**Work required:**
Write out the data below exactly as it stands, from its opening line through the line that contains "164 184 L 167", with both ends included and the pictures left out.

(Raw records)

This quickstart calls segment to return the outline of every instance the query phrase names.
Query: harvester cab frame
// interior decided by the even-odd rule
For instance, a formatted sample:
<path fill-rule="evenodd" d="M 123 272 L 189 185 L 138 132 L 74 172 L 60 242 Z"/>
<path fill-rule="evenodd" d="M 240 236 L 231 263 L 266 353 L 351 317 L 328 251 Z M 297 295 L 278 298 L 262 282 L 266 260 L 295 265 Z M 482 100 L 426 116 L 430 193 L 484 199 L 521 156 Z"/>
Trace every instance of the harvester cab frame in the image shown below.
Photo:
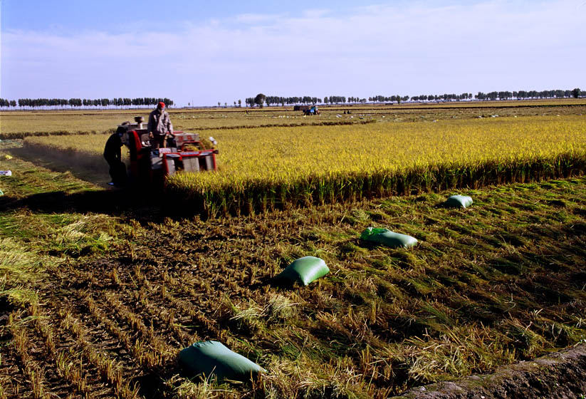
<path fill-rule="evenodd" d="M 164 184 L 167 176 L 177 172 L 217 170 L 218 150 L 206 149 L 199 133 L 175 131 L 167 140 L 167 146 L 155 149 L 144 120 L 137 116 L 135 123 L 122 125 L 127 128 L 122 142 L 130 152 L 129 172 L 133 182 Z"/>

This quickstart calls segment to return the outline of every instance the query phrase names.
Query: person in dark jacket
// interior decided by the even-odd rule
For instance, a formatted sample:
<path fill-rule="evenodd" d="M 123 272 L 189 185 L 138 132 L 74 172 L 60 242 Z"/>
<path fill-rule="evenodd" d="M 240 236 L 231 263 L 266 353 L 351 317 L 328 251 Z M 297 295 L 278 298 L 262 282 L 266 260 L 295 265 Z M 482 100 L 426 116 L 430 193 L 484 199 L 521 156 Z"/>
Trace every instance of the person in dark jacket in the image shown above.
<path fill-rule="evenodd" d="M 153 149 L 164 147 L 167 135 L 174 136 L 173 125 L 171 123 L 169 113 L 164 110 L 164 103 L 159 103 L 157 108 L 149 115 L 147 130 L 149 132 Z"/>
<path fill-rule="evenodd" d="M 104 147 L 104 157 L 110 165 L 110 175 L 112 181 L 108 183 L 111 186 L 121 187 L 126 185 L 127 175 L 126 165 L 122 162 L 120 147 L 122 146 L 122 137 L 126 133 L 126 128 L 119 126 L 116 133 L 108 138 L 106 145 Z"/>

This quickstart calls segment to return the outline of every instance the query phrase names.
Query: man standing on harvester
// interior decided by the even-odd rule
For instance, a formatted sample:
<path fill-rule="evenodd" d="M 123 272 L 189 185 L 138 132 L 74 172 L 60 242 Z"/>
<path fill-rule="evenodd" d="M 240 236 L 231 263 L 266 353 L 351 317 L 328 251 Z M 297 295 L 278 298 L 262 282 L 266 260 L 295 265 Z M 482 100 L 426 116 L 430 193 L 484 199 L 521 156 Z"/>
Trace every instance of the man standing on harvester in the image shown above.
<path fill-rule="evenodd" d="M 173 125 L 169 114 L 164 110 L 164 103 L 161 101 L 149 115 L 149 123 L 147 126 L 149 137 L 151 138 L 152 149 L 164 147 L 167 135 L 173 135 Z"/>
<path fill-rule="evenodd" d="M 122 162 L 120 147 L 123 144 L 122 136 L 127 130 L 125 125 L 130 123 L 125 122 L 119 126 L 116 133 L 108 138 L 104 147 L 104 157 L 110 165 L 110 176 L 112 177 L 112 181 L 108 185 L 111 186 L 122 187 L 127 183 L 126 165 Z"/>

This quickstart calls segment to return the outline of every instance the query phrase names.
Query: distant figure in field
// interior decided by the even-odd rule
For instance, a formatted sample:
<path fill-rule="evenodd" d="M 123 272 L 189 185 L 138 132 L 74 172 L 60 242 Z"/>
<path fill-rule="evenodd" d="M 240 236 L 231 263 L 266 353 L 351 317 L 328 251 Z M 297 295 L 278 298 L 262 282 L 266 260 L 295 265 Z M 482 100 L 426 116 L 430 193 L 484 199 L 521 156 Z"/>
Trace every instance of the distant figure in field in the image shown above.
<path fill-rule="evenodd" d="M 149 115 L 149 123 L 147 125 L 149 137 L 152 139 L 151 148 L 156 149 L 165 146 L 167 135 L 173 135 L 173 125 L 169 114 L 164 110 L 164 103 L 161 101 Z"/>
<path fill-rule="evenodd" d="M 120 147 L 122 146 L 122 137 L 126 133 L 127 128 L 119 126 L 116 133 L 108 138 L 104 147 L 104 157 L 110 165 L 110 176 L 112 181 L 109 185 L 122 187 L 126 185 L 128 176 L 126 165 L 122 162 Z"/>

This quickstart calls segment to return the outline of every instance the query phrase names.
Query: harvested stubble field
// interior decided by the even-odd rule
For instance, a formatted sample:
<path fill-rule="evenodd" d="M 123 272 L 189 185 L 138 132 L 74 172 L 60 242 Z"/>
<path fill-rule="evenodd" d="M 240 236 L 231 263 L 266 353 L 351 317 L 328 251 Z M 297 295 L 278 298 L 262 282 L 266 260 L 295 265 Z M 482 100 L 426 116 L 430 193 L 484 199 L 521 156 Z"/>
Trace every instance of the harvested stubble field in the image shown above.
<path fill-rule="evenodd" d="M 586 339 L 584 177 L 464 190 L 466 209 L 441 192 L 202 222 L 2 167 L 5 397 L 386 398 Z M 365 245 L 371 225 L 421 244 Z M 330 274 L 271 286 L 305 255 Z M 189 381 L 177 352 L 207 338 L 266 373 Z"/>
<path fill-rule="evenodd" d="M 14 172 L 0 177 L 0 398 L 386 398 L 585 343 L 584 123 L 553 115 L 337 127 L 348 132 L 333 130 L 334 137 L 364 129 L 389 146 L 390 135 L 403 144 L 417 138 L 394 155 L 426 150 L 422 143 L 434 132 L 443 138 L 434 148 L 447 142 L 449 156 L 462 142 L 472 147 L 458 132 L 478 132 L 478 150 L 460 154 L 462 160 L 478 162 L 474 154 L 483 150 L 497 162 L 477 168 L 471 182 L 528 182 L 469 184 L 458 190 L 474 200 L 466 209 L 438 206 L 454 193 L 443 186 L 415 185 L 414 195 L 324 196 L 300 209 L 277 204 L 207 221 L 166 218 L 177 208 L 168 198 L 100 190 L 0 142 L 0 169 Z M 214 132 L 226 155 L 221 173 L 234 167 L 228 155 L 250 152 L 252 139 L 266 140 L 271 129 L 277 140 L 254 148 L 287 160 L 295 156 L 298 136 L 318 140 L 333 128 Z M 303 135 L 306 129 L 318 137 Z M 352 160 L 336 162 L 379 165 L 333 141 L 324 142 Z M 235 144 L 241 147 L 232 150 Z M 531 163 L 532 154 L 550 162 Z M 322 169 L 341 167 L 325 159 L 317 164 Z M 522 166 L 508 175 L 502 166 L 516 159 Z M 539 181 L 567 171 L 575 176 Z M 288 198 L 293 204 L 295 197 Z M 256 210 L 244 205 L 242 213 Z M 369 226 L 420 243 L 367 245 L 358 237 Z M 308 287 L 271 284 L 307 255 L 323 259 L 330 273 Z M 203 339 L 222 342 L 266 372 L 244 384 L 187 380 L 177 354 Z"/>

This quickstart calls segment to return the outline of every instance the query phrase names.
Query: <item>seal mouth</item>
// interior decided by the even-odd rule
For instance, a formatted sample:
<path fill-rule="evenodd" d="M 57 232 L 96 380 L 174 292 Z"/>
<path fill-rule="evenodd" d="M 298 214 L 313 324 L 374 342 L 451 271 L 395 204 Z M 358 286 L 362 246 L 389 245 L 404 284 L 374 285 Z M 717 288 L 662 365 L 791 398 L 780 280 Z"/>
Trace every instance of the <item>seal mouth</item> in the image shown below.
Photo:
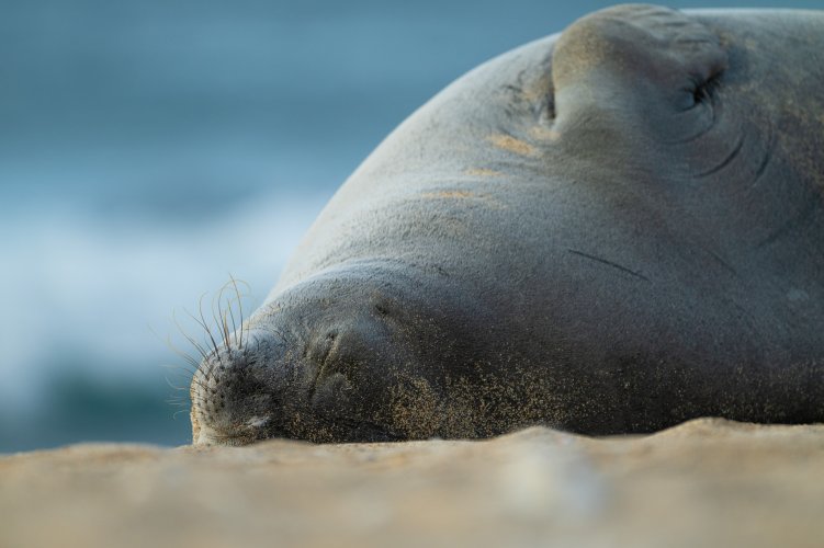
<path fill-rule="evenodd" d="M 237 426 L 219 427 L 201 425 L 193 445 L 249 445 L 271 437 L 266 429 L 271 416 L 252 416 Z"/>

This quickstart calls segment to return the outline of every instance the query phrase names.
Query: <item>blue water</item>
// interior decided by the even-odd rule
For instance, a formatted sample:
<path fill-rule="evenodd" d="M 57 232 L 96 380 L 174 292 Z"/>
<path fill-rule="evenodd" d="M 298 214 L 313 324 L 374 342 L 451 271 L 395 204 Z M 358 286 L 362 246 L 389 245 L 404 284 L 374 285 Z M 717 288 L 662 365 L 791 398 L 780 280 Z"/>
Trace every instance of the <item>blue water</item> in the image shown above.
<path fill-rule="evenodd" d="M 407 114 L 606 4 L 0 1 L 0 452 L 187 443 L 172 312 L 259 304 Z"/>

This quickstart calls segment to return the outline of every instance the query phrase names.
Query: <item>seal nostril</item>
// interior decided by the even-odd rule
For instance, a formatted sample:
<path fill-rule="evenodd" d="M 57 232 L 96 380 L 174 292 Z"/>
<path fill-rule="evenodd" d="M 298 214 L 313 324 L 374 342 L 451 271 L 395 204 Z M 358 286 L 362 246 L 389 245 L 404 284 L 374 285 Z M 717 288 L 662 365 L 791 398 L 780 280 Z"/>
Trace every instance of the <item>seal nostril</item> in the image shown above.
<path fill-rule="evenodd" d="M 375 305 L 375 311 L 381 316 L 388 316 L 390 309 L 383 305 Z"/>

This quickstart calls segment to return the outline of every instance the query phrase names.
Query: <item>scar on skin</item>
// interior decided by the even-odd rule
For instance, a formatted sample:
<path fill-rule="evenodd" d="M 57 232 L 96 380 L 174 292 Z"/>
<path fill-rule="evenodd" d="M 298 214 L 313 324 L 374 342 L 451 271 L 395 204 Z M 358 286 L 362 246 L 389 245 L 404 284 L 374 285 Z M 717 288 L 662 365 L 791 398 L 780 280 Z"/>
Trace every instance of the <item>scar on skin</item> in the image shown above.
<path fill-rule="evenodd" d="M 549 127 L 535 126 L 529 130 L 529 134 L 539 140 L 558 140 L 561 134 Z"/>
<path fill-rule="evenodd" d="M 501 148 L 504 150 L 508 150 L 509 152 L 515 152 L 516 155 L 520 156 L 537 156 L 538 150 L 530 145 L 529 142 L 524 142 L 520 139 L 516 139 L 511 135 L 490 135 L 487 137 L 487 139 L 495 145 L 498 148 Z"/>
<path fill-rule="evenodd" d="M 488 168 L 470 168 L 463 172 L 464 175 L 470 176 L 500 176 L 504 173 L 500 171 L 490 170 Z"/>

**Solution for this exercise:**
This quickstart calls segment to return the outline of every instance the query phrase names.
Query: harvester cab frame
// interior decided by the even-odd rule
For instance, a formatted sample:
<path fill-rule="evenodd" d="M 123 272 L 189 185 L 138 132 L 74 172 L 60 242 Z"/>
<path fill-rule="evenodd" d="M 240 236 L 231 263 L 266 353 L 351 317 L 328 251 Z M 297 295 L 278 298 L 262 282 L 266 260 L 295 265 Z M 482 100 L 426 116 L 430 193 L 484 199 L 521 156 Z"/>
Trace every instance of the harvester cab frame in the image shown below.
Photo:
<path fill-rule="evenodd" d="M 164 184 L 167 176 L 177 172 L 217 170 L 218 150 L 206 149 L 199 133 L 175 131 L 167 140 L 167 146 L 155 149 L 144 120 L 137 116 L 135 123 L 122 125 L 127 128 L 122 142 L 130 152 L 129 172 L 133 182 Z"/>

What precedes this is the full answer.